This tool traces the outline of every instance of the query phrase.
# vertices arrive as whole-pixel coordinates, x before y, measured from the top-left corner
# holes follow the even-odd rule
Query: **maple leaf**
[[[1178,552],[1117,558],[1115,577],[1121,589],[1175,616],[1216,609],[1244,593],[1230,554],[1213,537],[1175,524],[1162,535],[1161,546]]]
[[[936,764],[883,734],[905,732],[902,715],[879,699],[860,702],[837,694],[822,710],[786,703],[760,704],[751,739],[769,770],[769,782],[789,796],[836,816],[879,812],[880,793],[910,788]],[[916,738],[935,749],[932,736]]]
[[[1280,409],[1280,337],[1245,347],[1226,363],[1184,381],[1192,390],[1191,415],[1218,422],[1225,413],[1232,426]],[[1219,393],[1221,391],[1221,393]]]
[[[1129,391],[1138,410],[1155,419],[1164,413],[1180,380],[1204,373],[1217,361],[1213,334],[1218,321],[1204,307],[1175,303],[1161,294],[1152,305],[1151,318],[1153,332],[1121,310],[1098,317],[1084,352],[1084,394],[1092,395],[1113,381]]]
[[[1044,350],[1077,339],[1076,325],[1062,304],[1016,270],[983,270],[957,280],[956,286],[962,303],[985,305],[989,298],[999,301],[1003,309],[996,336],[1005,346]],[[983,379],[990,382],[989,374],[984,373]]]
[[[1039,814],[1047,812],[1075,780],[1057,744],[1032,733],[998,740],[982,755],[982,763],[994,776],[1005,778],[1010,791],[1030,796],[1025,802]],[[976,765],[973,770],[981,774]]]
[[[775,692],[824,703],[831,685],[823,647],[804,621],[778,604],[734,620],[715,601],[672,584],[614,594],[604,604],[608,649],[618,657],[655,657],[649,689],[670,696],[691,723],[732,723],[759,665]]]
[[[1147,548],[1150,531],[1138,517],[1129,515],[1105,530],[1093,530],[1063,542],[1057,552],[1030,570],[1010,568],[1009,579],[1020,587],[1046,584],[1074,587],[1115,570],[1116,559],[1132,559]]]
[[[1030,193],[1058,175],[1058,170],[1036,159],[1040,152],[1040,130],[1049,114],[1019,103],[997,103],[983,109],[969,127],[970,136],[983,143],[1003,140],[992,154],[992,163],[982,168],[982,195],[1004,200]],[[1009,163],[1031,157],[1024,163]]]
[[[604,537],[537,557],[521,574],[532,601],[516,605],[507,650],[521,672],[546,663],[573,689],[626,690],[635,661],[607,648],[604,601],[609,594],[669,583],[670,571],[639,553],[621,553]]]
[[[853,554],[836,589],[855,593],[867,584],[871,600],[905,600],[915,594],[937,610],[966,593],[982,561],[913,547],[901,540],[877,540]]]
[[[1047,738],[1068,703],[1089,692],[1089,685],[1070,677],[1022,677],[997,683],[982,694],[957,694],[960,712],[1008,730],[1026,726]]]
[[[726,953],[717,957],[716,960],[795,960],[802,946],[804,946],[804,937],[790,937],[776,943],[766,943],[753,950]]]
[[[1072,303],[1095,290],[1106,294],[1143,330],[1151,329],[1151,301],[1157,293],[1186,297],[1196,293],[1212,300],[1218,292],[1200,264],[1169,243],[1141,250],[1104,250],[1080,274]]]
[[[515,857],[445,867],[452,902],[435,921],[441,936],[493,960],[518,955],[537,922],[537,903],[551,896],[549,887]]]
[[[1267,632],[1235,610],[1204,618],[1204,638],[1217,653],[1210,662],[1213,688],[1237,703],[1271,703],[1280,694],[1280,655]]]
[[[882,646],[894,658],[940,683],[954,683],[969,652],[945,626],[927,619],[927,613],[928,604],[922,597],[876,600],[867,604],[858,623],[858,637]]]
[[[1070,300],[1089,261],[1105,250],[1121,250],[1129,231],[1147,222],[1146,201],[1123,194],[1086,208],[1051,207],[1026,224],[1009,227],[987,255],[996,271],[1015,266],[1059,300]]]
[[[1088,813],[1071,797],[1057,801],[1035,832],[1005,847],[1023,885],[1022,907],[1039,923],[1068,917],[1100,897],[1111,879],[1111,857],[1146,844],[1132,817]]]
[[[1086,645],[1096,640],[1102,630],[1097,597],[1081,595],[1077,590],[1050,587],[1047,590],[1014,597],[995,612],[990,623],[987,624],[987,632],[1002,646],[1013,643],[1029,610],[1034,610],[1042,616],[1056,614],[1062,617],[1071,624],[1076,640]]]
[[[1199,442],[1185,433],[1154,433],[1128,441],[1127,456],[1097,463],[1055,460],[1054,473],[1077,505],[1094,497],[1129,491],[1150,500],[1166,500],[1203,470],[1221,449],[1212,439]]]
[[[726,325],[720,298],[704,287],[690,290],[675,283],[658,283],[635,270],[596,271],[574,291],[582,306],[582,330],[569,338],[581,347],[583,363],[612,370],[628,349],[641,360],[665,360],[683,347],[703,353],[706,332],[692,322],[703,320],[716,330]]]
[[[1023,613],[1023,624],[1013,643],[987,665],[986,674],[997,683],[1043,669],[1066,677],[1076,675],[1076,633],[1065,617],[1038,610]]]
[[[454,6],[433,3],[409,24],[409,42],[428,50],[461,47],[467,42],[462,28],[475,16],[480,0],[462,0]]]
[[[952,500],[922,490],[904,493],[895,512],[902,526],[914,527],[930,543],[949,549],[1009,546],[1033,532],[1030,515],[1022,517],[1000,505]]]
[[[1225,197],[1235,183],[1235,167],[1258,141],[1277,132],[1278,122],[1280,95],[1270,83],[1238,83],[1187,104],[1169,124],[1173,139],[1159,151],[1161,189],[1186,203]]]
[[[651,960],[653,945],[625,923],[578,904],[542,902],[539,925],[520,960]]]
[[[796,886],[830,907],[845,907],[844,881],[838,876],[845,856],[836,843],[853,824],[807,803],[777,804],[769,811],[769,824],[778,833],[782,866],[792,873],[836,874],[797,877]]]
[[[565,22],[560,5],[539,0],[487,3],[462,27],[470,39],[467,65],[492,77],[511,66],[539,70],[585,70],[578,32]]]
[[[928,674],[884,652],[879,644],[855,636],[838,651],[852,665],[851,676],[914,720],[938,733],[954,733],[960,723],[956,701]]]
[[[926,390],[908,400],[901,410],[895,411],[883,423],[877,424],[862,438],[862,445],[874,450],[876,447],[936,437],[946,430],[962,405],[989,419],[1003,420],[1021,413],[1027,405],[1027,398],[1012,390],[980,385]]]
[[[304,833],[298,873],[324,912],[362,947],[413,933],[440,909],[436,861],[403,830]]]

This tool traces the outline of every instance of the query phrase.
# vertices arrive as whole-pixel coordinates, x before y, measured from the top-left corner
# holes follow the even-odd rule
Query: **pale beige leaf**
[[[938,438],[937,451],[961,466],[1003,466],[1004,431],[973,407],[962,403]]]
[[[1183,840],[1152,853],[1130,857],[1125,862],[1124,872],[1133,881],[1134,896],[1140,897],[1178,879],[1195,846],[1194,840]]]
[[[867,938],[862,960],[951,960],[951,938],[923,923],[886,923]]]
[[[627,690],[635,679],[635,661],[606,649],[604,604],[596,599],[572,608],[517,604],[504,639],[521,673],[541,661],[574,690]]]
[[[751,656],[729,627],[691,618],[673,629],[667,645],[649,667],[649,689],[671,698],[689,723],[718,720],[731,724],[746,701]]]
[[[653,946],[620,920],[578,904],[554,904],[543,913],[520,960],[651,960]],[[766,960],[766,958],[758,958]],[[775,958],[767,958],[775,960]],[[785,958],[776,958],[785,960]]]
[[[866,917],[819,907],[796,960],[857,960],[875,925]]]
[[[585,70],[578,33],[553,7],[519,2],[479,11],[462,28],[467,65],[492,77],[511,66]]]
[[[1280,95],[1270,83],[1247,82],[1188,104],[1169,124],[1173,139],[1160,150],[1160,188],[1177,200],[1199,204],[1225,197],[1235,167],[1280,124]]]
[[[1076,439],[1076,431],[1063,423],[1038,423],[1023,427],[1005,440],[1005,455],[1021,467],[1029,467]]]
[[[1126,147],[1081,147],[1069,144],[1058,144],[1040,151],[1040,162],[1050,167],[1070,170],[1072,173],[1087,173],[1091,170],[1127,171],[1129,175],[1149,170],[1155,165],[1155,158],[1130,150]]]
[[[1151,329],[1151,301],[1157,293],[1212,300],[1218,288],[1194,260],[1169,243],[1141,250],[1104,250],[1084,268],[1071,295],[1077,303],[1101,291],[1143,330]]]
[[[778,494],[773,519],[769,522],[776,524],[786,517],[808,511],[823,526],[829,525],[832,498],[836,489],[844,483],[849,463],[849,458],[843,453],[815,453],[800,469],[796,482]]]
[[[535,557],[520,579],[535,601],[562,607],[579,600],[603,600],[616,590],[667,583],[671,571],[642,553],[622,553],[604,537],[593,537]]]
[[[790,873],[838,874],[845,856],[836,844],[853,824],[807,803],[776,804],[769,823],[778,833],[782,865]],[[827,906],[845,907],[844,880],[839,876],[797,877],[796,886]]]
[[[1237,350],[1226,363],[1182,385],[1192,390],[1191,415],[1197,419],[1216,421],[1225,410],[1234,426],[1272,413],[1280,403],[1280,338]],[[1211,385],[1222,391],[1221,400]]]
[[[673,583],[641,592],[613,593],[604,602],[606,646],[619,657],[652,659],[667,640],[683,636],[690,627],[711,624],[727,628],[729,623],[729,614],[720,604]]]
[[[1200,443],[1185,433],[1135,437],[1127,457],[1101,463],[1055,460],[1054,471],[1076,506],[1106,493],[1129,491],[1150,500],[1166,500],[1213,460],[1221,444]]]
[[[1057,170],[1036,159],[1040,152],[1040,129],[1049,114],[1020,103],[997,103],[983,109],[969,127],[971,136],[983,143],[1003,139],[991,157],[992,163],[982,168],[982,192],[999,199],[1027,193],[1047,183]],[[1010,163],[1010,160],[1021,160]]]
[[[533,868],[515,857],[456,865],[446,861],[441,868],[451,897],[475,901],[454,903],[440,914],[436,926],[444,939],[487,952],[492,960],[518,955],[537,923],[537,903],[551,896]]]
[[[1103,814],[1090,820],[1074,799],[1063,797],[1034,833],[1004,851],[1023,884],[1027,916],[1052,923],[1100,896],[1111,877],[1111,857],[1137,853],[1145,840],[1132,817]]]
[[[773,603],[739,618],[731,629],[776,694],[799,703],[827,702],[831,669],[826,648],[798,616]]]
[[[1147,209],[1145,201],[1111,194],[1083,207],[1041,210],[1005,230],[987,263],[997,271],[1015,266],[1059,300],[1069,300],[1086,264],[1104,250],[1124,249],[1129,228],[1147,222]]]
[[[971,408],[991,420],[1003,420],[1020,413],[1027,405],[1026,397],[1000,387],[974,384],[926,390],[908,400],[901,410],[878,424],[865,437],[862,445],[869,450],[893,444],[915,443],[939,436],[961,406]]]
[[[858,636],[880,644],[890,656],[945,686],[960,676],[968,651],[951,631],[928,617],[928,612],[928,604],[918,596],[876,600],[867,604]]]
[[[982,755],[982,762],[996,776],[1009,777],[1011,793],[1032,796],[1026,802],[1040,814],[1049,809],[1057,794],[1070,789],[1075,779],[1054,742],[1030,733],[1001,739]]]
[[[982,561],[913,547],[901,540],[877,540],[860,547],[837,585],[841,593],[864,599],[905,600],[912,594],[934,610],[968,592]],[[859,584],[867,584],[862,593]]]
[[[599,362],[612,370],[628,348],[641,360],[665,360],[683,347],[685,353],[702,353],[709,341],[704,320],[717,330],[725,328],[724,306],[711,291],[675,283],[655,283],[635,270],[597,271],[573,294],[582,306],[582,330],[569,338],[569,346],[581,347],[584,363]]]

□ □ □

» **Work task**
Using the records above, state how many lines contain "leaf"; a single number is the whole answer.

» **Solution to this problem**
2